──────── Task input

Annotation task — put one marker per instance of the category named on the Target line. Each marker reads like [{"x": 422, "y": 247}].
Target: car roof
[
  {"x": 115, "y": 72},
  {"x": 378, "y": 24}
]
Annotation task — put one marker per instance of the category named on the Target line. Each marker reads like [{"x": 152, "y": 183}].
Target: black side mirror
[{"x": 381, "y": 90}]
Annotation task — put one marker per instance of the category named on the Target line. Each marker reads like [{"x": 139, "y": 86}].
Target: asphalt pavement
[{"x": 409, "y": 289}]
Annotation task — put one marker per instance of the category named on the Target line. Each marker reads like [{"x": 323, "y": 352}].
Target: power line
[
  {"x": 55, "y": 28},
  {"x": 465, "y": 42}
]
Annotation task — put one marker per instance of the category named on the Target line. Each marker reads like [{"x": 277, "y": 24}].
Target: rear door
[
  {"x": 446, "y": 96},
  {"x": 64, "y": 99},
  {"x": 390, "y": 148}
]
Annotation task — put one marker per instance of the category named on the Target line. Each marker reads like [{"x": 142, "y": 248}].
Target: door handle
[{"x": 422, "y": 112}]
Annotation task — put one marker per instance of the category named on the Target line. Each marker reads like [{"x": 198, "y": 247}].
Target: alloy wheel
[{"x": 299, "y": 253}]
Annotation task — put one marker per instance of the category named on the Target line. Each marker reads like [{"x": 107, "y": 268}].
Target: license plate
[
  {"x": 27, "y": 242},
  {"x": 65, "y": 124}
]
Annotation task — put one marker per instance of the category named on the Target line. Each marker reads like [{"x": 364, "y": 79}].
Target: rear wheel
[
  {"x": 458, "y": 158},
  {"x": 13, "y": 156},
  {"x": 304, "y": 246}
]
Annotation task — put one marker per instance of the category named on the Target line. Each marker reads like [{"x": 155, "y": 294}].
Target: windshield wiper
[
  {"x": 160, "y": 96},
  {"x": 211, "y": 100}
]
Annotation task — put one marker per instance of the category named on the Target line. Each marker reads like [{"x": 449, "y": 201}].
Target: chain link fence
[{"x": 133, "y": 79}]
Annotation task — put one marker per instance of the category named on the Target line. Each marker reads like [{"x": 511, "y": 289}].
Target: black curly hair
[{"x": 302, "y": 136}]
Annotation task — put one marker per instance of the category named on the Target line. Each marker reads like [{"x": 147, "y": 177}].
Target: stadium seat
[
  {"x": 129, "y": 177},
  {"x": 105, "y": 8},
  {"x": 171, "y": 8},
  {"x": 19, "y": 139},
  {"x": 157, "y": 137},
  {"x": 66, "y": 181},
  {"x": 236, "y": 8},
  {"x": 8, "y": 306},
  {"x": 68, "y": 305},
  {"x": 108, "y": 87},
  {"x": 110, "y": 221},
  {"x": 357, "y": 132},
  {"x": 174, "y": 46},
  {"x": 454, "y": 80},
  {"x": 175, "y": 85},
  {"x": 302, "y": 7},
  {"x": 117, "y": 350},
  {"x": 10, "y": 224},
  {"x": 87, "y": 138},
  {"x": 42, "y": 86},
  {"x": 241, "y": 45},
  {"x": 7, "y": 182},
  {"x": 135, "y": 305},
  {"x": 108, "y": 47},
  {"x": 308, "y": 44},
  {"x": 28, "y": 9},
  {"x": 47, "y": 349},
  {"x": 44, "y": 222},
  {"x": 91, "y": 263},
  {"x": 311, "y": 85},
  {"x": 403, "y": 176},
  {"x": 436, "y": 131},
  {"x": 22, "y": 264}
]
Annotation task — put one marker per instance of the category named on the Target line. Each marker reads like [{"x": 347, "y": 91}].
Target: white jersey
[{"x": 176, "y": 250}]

────────────────

Work to be completed –
Copy the data exactly. Leave nothing out.

Your solution –
Annotation task — put one marker per instance of the category named on the Target line. Each marker reads like [{"x": 422, "y": 247}].
Target: car roof
[
  {"x": 115, "y": 72},
  {"x": 378, "y": 24}
]
Annotation task — put one marker per instance of the category named on the Target line. Each marker reads like [{"x": 152, "y": 183}].
Target: black side mirror
[{"x": 381, "y": 90}]
Annotation task — put one marker per instance of the category named on the Target line. Each marker reads like [{"x": 139, "y": 86}].
Target: asphalt pavement
[{"x": 409, "y": 289}]
Annotation task — put one marker per instance of the category named on the Target line. Each marker reads like [{"x": 323, "y": 352}].
Target: power line
[
  {"x": 55, "y": 28},
  {"x": 465, "y": 42}
]
Annotation task — put one marker per instance of the category named on the Target line. Each marker reads like [{"x": 277, "y": 24}].
Target: rear door
[
  {"x": 446, "y": 96},
  {"x": 64, "y": 99},
  {"x": 390, "y": 148}
]
Annotation task — put one marker per instance of the category named on the Target line. Each marker reads like [{"x": 142, "y": 248}].
Target: door handle
[{"x": 422, "y": 112}]
Annotation task — put one marker per instance of the category named on the Target line. Each marker reads like [{"x": 198, "y": 247}].
Target: alloy wheel
[{"x": 299, "y": 253}]
Annotation task — put one marker per instance of the category named on the Target line. Each marker reads like [{"x": 107, "y": 268}].
Target: license plate
[
  {"x": 27, "y": 242},
  {"x": 65, "y": 124}
]
Annotation task — put one marker per instance of the category named on the Target line. Each marker reads like [{"x": 364, "y": 79}].
Target: rear wheel
[
  {"x": 458, "y": 158},
  {"x": 13, "y": 156},
  {"x": 304, "y": 246}
]
Annotation task — put one marker per instance of the category named on the Target line. Each marker reads like [{"x": 155, "y": 294}].
Target: windshield wiper
[
  {"x": 160, "y": 96},
  {"x": 211, "y": 100}
]
Annotation task — put one marker per instance of the category named on the Target line. Each marker reads like [{"x": 449, "y": 201}].
Target: chain link fence
[{"x": 133, "y": 79}]
Annotation task — put one marker per instance of the category named on the Target line. Each marker reads like [{"x": 511, "y": 289}].
Target: black curly hair
[{"x": 302, "y": 136}]
Annotation task — put one marker per instance of the category named on the Target line. Each marker reads like [{"x": 147, "y": 177}].
Target: stadium seat
[
  {"x": 129, "y": 177},
  {"x": 105, "y": 8},
  {"x": 171, "y": 8},
  {"x": 19, "y": 139},
  {"x": 157, "y": 137},
  {"x": 66, "y": 181},
  {"x": 236, "y": 8},
  {"x": 8, "y": 306},
  {"x": 68, "y": 305},
  {"x": 108, "y": 87},
  {"x": 110, "y": 221},
  {"x": 357, "y": 132},
  {"x": 174, "y": 46},
  {"x": 454, "y": 80},
  {"x": 175, "y": 85},
  {"x": 302, "y": 7},
  {"x": 117, "y": 350},
  {"x": 10, "y": 224},
  {"x": 87, "y": 138},
  {"x": 42, "y": 86},
  {"x": 241, "y": 45},
  {"x": 7, "y": 182},
  {"x": 135, "y": 305},
  {"x": 108, "y": 47},
  {"x": 308, "y": 44},
  {"x": 28, "y": 9},
  {"x": 47, "y": 349},
  {"x": 44, "y": 222},
  {"x": 91, "y": 263},
  {"x": 311, "y": 85},
  {"x": 403, "y": 176},
  {"x": 436, "y": 131},
  {"x": 22, "y": 264}
]
Annotation task — put one marker per instance of the category named on the Target line. Each marker reads like [{"x": 347, "y": 91}].
Target: white jersey
[{"x": 176, "y": 250}]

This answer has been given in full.